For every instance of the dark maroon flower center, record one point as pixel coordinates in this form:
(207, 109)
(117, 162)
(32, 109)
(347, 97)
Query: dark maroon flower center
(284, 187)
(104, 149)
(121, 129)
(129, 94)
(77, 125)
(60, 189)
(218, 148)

◆ AIM OF THE TASK ◆
State how many lines of the data above contain the word "maroon". Give only the number.

◆ FULL SOLUTION ◆
2